* _WHAT TO PRODUCE_
Continue the mailing-list reply about file name encoding in Emacs dired from the point where it stops, keeping it separate from the listing.

* _PASSAGE PROVIDED_

::::::::

Kenichi Handa <handa@m17n.org> writes:

> I'm sorry for the late response.  Before providing a solution, I had
> to fix some fundamental problems about filename handling.

Yes, I already saw you working on stuff like that the last days; thanks
a lot!

>> Now go to a file name with umlauts and press 'f' to visit the file:
>
>> Debugger entered--Lisp error: (error "File no longer exists; type `g' to update Dired buffer")
>
> This problem should be fixed now in HEAD.  Please try again after
> updating from CVS.

I think there is still a subtle bug left; in a ISO-8859-1 locale do:

touch "Maler Müller"

Then call emacs:

LANG=de_DE.UTF-8 emacs -q --no-site --no-splash .

In dired you can see:

  -rw-r--r--  1 ke  users   0 2003-03-19 16:10 Maler M\374ller\374rle
                                     good part ^^^^^^^^^^^^^^^|||||||
                              trailing garbage ------------>>>^^^^^^^

There is trailing garbage (otherwise the escape sequence is okay for
me!).

> Anyway, how about the attached function for changing the encoding of a
> filename.  I have not yet installed it because I have not yet found an
> answer to this question.

The function works for me.

> Should the recoding of filename regarded as a kind of file name
> changing?  If so, perhaps we should make the function rename-file to
> handle also recoding.   In that case, how should we tell rename-file
> to actually recode filename encoding?

If the user calls rename-file it should be up to him to specify a proper
file name.  In other words I vote to provide a separate function like
convert-file-name to do the right thing; by default convert-file-name
should try to convert the file name to the user's locale.

Hope this helps.

-- 
ke@suse.de (work) / keichwa@gmx.net (home):              |
http://www.gnu.franken.de/ke/                            |      ,__o
Free Translation Project:                                |    _-\_<,
http://www.iro.umontreal.ca/contrib/po/HTML/             |   (*)/'(*)

::::::::

* _LISTED RECORDS_

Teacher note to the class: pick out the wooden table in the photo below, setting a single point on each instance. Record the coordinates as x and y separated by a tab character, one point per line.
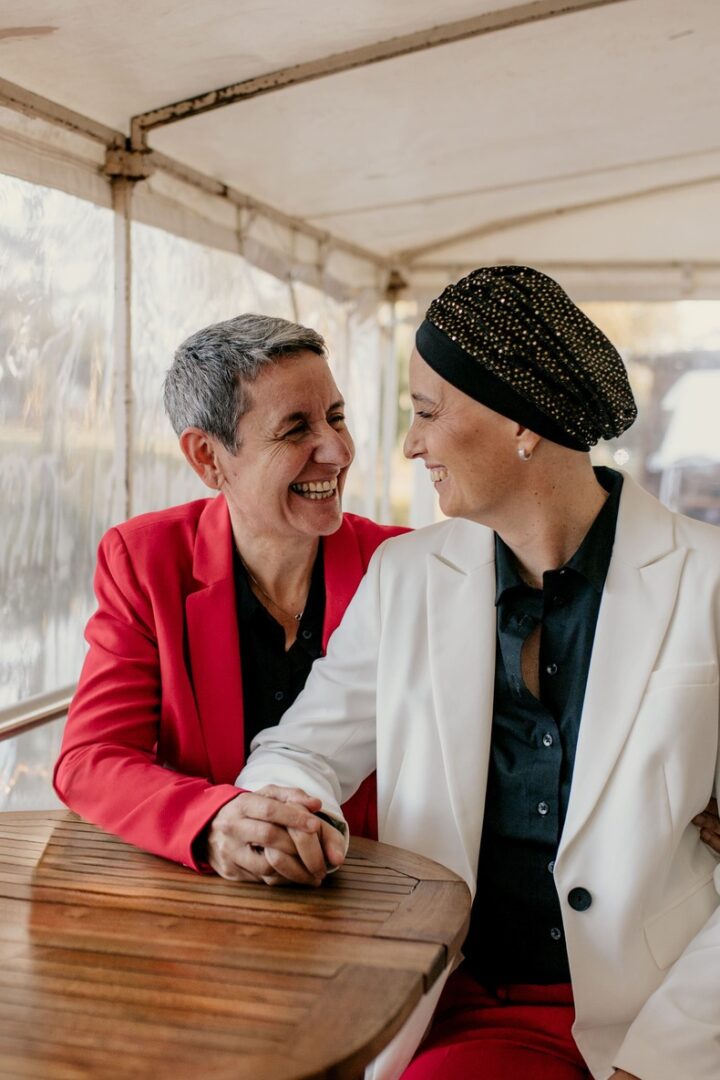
117	963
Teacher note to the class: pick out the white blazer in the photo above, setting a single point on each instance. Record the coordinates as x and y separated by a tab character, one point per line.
409	677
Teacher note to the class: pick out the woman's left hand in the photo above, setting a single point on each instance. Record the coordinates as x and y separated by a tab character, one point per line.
708	823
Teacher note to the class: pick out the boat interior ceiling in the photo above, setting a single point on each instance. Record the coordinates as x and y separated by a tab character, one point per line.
402	144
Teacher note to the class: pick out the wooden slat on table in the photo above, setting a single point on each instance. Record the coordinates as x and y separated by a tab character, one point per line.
117	963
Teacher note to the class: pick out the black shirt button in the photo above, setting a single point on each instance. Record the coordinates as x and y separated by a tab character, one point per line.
580	900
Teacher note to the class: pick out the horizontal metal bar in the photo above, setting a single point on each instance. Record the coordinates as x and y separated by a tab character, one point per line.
34	105
189	175
41	709
448	34
408	258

::::::::

* _RESULT_
^ permalink raw reply	[flat|nested] 23+ messages in thread

* Re: ISO-8859-1  encoded file names and UTF-8
  2003-03-19 16:15   ` Karl Eichwalder
@ 2003-03-19 23:52     ` Kenichi Handa
  2003-03-20 17:32       ` Karl Eichwalder
  2003-03-21 19:06       ` Richard Stallman
  0 siblings, 2 replies; 23+ messages in thread
From: Kenichi Handa @ 2003-03-19 23:52 UTC (permalink / raw)
  Cc: emacs-devel

In article <shn0jr2uz5.fsf@tux.gnu.franken.de>, Karl Eichwalder <keichwa@gmx.net> writes:
> I think there is still a subtle bug left; in a ISO-8859-1 locale do:

> touch "Maler Müller"

> Then call emacs:

> LANG=de_DE.UTF-8 emacs -q --no-site --no-splash .

> In dired you can see:

>   -rw-r--r--  1 ke  users   0 2003-03-19 16:10 Maler M\374ller\374rle
>                                      good part ^^^^^^^^^^^^^^^|||||||
>                               trailing garbage ------------>>>^^^^^^^

Ah!  That's a bug of utf-8 decoder.  I've just installed the
attached fix.

>>  Should the recoding of filename regarded as a kind of file name
>>  changing?  If so, perhaps we should make the function rename-file to
>>  handle also recoding.   In that case, how should we tell rename-file
>>  to actually recode filename encoding?

> If the user calls rename-file it should be up to him to specify a proper
> file name.  In other words I vote to provide a separate function like
> convert-file-name to do the right thing; by default convert-file-name
> should try to convert the file name to the user's locale.

As we already have the function convert-standard-filename, I
think the name convert-file-name is confusing.  So, I prefer
the name recode-file-name if we'll have a separate function.

---
Ken'ichi HANDA
handa@m17n.org

*** utf-8.el.~1.26.~	Tue Mar 18 09:09:15 2003
--- utf-8.el	Thu Mar 20 08:22:42 2003
***************
*** 479,497 ****
  			 (write-multibyte-character r5 r3))
  		     (write-multibyte-character r6 r3))
  		   (if (r0 >= #xf8)	; 5- or 6-byte encoding
! 		       ((read r1)
! 			(if (r1 < #xa0)
! 			    (if (r1 < #x80) ; invalid byte
! 				(write r1)
! 			      (write-multibyte-character r5 r1))
! 			  (write-multibyte-character r6 r1))
  			(if (r0 >= #xfc) ; 6-byte
! 			    ((read r1)
! 			     (if (r1 < #xa0)
! 				 (if (r1 < #x80) ; invalid byte
! 				     (write r1)
! 				   (write-multibyte-character r5 r1))
! 			       (write-multibyte-character r6 r1)))))))
  		;; else invalid byte >= #xfe
  		(write-multibyte-character r6 r0))))))
        (repeat)))
--- 479,499 ----
  			 (write-multibyte-character r5 r3))
  		     (write-multibyte-character r6 r3))
  		   (if (r0 >= #xf8)	; 5- or 6-byte encoding
! 		       ((r0 = -1)
! 			(read r0)
! 			(if (r0 < #xa0)
! 			    (if (r0 < #x80) ; invalid byte
! 				(write r0)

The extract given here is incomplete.